* **原文**

气驱协同型储气库建库不同阶段产能预测

doi:10.7657/XJPG20220513

摘要/Abstract

摘要：

气驱协同型储气库建库不同阶段生产气油比差异大,多个阶段存在油气水三相复杂流动,目前计算储气库的多相产能一般是将油折算为气体当量,误差较大。在三相渗流微分方程基础上,引入油气水三相拟压力,建立了考虑气体高速非达西渗流影响的三相流产能计算方法,得到气驱阶段、协同建库阶段和储气库阶段的油相产能方程、气相产能方程及流入动态曲线,并与生产数据进行对比。结果表明：三相流产能计算方法计算的产量在储气库建库3个阶段的误差小于6.16%;当生产压差较小时,传统折算方法与三相流产能计算方法的计算结果接近;但是随着储气库建库阶段的发展,误差越来越大。三相流产能计算方法计算简便,精度较高,易于理解,可对协同型储气库建库不同阶段产能预测提供一定借鉴。

关键词: 协同型储气库, 气驱, 三相流, 产能方程, 拟压力, 流入动态曲线

Abstract:

In different stages of the collaborative construction of underground gas storage (UGS) and gas flooding, the produced gas-oil ratio (GOR) varies greatly, and the complex oil, gas and water three-phase flow occurs in several stages. Currently, the multiphase productivity of UGS is generally calculated by converting oil production to gas equivalent, which produces relatively large errors. On the basis of the three-phase flow differential equation, the three-phase pseudo pressures of oil, gas and water were introduced, and a three-phase flow productivity calculation method considering the influence of high-speed non-Darcy flow of gas was established. With the help of this method, the oil phase productivity equation, gas phase productivity equation, and inflow performance relationship (IPR) curve in gas flooding stage, collaborative construction stage, and UGS stage were obtained and then compared with production data. The results show that the productivity calculated by the three-phase flow productivity calculation method is less than 6.16% in each of the three stages. When the production pressure difference is small, the calculation results from the traditional conversion method and the three-phase flow productivity calculation method are close. However, with the progress of construction, the error of the traditional conversion method becomes larger. The three-phase flow productivity calculation method is simple, accurate, and operable. It is of guiding significance for predicting the productivities in different stages of collaborative construction of UGS and gas flooding.

* **练习题目 A**
根据储气库产能预测摘要，三相流产能计算方法在储气库建库3个阶段计算产量的误差小于多少？
* **练习题目 B**
请从储气库产能预测摘要的最后一句之后接着往下写。

* **点标注数据集摘录**
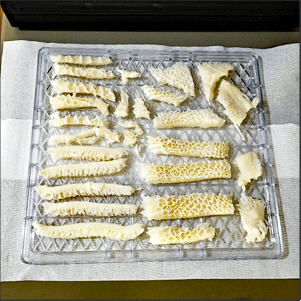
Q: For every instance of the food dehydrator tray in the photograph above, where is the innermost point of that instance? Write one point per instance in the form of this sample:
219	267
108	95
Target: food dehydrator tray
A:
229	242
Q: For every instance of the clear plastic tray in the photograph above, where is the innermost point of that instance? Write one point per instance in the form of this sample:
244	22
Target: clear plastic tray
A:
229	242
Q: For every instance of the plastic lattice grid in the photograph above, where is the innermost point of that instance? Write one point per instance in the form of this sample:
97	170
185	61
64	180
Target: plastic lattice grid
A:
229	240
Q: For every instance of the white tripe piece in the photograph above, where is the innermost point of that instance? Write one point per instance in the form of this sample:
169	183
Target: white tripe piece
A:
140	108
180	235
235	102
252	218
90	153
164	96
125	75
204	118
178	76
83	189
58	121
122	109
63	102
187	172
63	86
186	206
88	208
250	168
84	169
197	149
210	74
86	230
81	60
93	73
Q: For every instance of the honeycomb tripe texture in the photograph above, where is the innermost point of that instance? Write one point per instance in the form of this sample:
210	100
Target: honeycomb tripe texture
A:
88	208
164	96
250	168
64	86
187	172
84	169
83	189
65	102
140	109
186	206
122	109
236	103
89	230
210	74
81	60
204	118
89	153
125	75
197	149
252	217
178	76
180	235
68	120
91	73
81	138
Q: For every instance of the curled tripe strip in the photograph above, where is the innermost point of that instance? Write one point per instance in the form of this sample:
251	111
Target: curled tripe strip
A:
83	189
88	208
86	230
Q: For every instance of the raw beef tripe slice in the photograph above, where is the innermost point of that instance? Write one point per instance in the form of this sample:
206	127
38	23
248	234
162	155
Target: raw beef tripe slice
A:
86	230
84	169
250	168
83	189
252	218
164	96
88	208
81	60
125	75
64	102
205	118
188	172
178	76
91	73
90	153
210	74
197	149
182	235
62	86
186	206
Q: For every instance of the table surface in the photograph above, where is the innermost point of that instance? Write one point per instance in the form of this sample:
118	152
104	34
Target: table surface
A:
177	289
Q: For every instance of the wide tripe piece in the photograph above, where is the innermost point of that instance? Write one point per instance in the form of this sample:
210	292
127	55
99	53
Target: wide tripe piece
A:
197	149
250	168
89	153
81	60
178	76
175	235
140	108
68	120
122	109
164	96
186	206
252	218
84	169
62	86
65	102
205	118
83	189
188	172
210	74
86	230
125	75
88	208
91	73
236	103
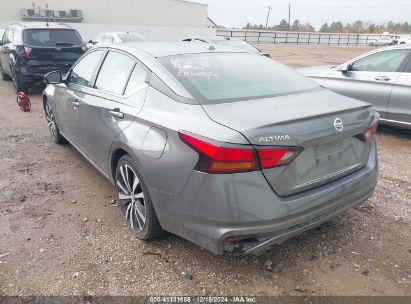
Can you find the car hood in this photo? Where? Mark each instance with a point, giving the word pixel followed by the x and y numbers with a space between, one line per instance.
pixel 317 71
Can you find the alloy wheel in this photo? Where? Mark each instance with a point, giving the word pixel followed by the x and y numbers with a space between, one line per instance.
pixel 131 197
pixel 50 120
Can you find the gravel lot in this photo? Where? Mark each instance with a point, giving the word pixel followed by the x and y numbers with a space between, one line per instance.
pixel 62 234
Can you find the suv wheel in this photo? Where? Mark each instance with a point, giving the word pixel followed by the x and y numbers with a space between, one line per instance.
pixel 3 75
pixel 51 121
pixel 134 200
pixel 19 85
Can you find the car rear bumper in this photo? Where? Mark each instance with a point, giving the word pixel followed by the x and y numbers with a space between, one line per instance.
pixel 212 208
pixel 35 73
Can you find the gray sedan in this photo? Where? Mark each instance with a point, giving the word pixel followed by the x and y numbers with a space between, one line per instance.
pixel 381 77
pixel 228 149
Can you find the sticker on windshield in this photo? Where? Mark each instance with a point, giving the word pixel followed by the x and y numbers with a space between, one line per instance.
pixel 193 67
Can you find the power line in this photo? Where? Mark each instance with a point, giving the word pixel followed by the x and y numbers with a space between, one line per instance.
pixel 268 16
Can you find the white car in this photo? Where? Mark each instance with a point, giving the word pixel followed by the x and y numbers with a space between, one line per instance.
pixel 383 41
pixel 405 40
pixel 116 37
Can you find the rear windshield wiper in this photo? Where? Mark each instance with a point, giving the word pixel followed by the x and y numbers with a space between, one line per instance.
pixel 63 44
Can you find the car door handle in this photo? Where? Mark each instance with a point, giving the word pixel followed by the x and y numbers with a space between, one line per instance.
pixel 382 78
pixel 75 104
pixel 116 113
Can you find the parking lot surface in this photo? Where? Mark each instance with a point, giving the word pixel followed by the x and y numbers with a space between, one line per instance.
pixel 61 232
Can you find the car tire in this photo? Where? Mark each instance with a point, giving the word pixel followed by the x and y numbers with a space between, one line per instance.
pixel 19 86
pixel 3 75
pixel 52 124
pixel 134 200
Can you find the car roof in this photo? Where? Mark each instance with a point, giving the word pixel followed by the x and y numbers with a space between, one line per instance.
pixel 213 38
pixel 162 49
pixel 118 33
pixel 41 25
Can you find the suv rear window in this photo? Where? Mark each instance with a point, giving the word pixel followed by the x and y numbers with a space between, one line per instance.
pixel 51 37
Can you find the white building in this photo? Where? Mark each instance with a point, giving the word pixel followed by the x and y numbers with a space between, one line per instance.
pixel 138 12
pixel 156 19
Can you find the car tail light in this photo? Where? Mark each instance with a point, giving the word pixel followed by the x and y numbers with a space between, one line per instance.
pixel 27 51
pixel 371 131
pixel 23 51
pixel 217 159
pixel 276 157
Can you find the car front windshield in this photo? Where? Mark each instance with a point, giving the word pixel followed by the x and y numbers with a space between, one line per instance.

* **最终结果 A**
小于6.16%。

* **最终结果 B**
Key words: collaborative UGS, gas flooding, three-phase flow, productivity equation, pseudo pressure, inflow performance relationship curve

中图分类号:

TE319

殷富国, 程时清, 黄兰, 张建业, 范家伟, 张亮. 气驱协同型储气库建库不同阶段产能预测[J]. 新疆石油地质, 2022, 43(5): 600-605.

YIN Fuguo, CHENG Shiqing, HUANG Lan, ZHANG Jianye, FAN Jiawei, ZHANG Liang. Productivity Prediction in Different Stages of Collaborative Construction of Underground Gas Storage and Gas Flooding[J]. Xinjiang Petroleum Geology, 2022, 43(5): 600-605.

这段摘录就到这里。